[[ PROVIDED INFORMATION open ]]

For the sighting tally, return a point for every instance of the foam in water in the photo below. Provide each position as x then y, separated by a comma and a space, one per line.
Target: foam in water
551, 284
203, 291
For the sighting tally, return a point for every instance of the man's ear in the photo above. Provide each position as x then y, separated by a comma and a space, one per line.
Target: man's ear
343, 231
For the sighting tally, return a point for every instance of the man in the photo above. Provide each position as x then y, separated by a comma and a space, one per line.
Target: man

[[ PROVIDED INFORMATION closed ]]

§ EXERCISE REQUIREMENTS
Output the records above exactly as written.

§ RESULT FOR THIS EXERCISE
For the sighting tally, return a point for every instance of the foam in water in the photo below. Provide each position as x then y, separated by a comma and a space, one per line.
Target: foam in water
551, 284
203, 291
For the sighting tally, return a point for every instance of the man's ear in the photo above. Provide each position as x then y, separated by a comma and a space, one per line.
Target: man's ear
343, 231
For the sighting tally, return a point for every instance of the man in the photo above. Provide each position as x then y, separated by a comma and a space, one per line.
Target: man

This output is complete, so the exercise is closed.